--- Data records ---
------
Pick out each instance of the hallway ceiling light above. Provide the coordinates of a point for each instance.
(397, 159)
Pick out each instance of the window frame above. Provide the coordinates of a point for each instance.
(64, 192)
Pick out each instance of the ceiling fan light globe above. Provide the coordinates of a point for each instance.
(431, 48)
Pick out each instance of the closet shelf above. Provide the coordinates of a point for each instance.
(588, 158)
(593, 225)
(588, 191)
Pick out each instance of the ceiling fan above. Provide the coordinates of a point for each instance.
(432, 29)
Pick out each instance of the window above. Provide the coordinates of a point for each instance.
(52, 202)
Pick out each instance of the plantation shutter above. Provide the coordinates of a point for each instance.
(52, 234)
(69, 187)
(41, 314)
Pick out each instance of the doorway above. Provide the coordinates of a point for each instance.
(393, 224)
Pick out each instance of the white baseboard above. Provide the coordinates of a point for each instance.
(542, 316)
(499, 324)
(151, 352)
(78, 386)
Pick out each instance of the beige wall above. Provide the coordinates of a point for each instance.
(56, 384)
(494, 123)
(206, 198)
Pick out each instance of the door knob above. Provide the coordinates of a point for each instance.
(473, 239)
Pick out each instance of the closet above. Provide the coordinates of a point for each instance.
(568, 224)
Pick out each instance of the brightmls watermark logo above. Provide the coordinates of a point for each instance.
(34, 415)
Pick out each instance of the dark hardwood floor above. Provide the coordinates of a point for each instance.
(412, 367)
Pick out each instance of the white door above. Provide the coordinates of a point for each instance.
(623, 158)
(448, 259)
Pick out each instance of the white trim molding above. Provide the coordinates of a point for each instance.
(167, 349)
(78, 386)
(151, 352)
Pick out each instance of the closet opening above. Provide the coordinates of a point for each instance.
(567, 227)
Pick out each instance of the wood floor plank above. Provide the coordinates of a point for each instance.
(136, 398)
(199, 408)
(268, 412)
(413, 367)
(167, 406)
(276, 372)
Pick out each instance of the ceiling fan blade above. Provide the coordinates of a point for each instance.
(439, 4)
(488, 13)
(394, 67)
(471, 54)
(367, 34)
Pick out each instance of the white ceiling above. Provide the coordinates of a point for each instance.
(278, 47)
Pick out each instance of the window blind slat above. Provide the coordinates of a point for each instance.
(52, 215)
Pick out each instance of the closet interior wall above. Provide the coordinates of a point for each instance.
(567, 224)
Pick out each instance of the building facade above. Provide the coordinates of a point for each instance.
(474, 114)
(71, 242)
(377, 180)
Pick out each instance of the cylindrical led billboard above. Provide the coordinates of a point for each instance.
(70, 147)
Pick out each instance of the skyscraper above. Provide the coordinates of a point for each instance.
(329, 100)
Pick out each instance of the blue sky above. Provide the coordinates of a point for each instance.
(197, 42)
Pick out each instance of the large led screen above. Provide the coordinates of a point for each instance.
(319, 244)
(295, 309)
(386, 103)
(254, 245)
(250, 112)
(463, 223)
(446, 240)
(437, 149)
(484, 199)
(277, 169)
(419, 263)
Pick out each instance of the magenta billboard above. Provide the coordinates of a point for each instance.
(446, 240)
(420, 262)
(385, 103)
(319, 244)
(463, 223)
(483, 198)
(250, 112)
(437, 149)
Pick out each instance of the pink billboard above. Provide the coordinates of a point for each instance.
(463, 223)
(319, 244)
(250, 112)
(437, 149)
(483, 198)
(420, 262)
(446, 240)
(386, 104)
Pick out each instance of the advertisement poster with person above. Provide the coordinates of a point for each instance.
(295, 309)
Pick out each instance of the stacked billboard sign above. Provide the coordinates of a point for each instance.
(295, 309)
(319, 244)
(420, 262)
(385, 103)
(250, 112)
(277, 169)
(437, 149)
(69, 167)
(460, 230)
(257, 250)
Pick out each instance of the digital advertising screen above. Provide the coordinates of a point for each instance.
------
--- Problem description ---
Print the data above exactly as it was provided.

--- Task result ---
Pick out each instance of the hallway ceiling light above. Provide the coordinates of a point for each instance.
(397, 159)
Pick out each instance of the window frame above. Provide the coordinates of a point for each instance.
(64, 192)
Pick out each instance of the ceiling fan light globe above. Provide the coordinates of a point for each instance.
(431, 48)
Pick out each instance of the closet shelf above. Provide the coordinates of a point for each instance.
(588, 158)
(593, 225)
(588, 191)
Pick out each instance of the ceiling fan above. Provide the coordinates of a point for each instance.
(432, 29)
Pick out each instance of the window above. Provide the coordinates of a point for each instance.
(52, 202)
Pick out each instance of the plantation shutter above. Provide the coordinates of a point for each instance.
(52, 234)
(69, 187)
(41, 314)
Pick out each instance of the doorway above. Provide the coordinates of a point for each instance.
(393, 224)
Pick out each instance of the white baseboard above. Provide the coordinates of a point for each instance.
(542, 316)
(499, 324)
(151, 352)
(78, 386)
Pick out each instance of the beige wall above. Provide the coordinates of a point for each instance.
(56, 384)
(494, 123)
(206, 198)
Pick out each instance of the door knob above. Provide the coordinates of a point for each instance.
(473, 239)
Pick out each instance of the closet above. Provide the coordinates of a point for each instance.
(568, 224)
Pick out each instance of the brightmls watermark logo above. Provide the coordinates of a point for each instance.
(34, 415)
Pick out each instance of the dark hardwood floor above. Provide the coordinates of a point for each instance.
(412, 367)
Pick out each instance of the white door above. Provide the coordinates of a point for each instance.
(623, 158)
(448, 259)
Pick out each instance of the white trim molding above. Provide the coordinates of a point for each instance.
(167, 349)
(78, 386)
(151, 352)
Pick out each instance of the closet opening above. Provide the coordinates of a point for each instance.
(567, 227)
Pick out each instance of the wood floor plank above. Provide the coordinates of a point for each instance.
(136, 398)
(199, 408)
(268, 412)
(413, 367)
(167, 406)
(276, 372)
Pick out each instance of the ceiling fan blade above. Provide the coordinates of a point for each instance.
(439, 4)
(488, 13)
(394, 67)
(471, 54)
(367, 34)
Pick out each instance of the white ceiling above. Provide the coordinates of a point for each instance.
(278, 47)
Pick out each instance of the window blind slat above. Provide the coordinates of a point for each instance.
(52, 215)
Pick out each instance of the closet interior wall above. Provide the coordinates of a point for each instance.
(567, 224)
Pick out each instance of the building facade above. Provide the coordinates of a point for each instance.
(474, 114)
(71, 242)
(377, 180)
Pick out each instance of the cylindrical led billboard above. Provide the coordinates of a point for each instance.
(70, 147)
Pick out each instance of the skyscraper above. Provide the coordinates of a point for each instance.
(329, 100)
Pick out each instance of the blue sky above. Provide the coordinates of a point for each instance.
(197, 42)
Pick out each instance of the large led screen above. Provide the coordinates of a point for each instance.
(319, 244)
(295, 309)
(386, 103)
(254, 245)
(250, 112)
(463, 223)
(446, 240)
(437, 149)
(484, 199)
(277, 169)
(419, 263)
Pick out each instance of the magenta billboard above. Provide the coordinates of a point for each instance.
(446, 240)
(420, 262)
(385, 103)
(319, 244)
(463, 223)
(483, 198)
(250, 112)
(437, 149)
Pick out each instance of the pink billboard above. Provide the coordinates of a point for each instance.
(463, 223)
(319, 244)
(250, 112)
(437, 149)
(483, 198)
(420, 262)
(446, 240)
(386, 104)
Pick out each instance of the advertisement poster with person above. Provide the coordinates of a point for each instance.
(295, 309)
Pick out each instance of the stacked billboard sign above. Provide the coordinates of a point for each instance.
(295, 309)
(319, 244)
(420, 262)
(385, 103)
(250, 112)
(277, 169)
(437, 149)
(69, 167)
(460, 230)
(257, 250)
Pick out each instance of the digital advertising screen above. Provide the coordinates of a point for each instance.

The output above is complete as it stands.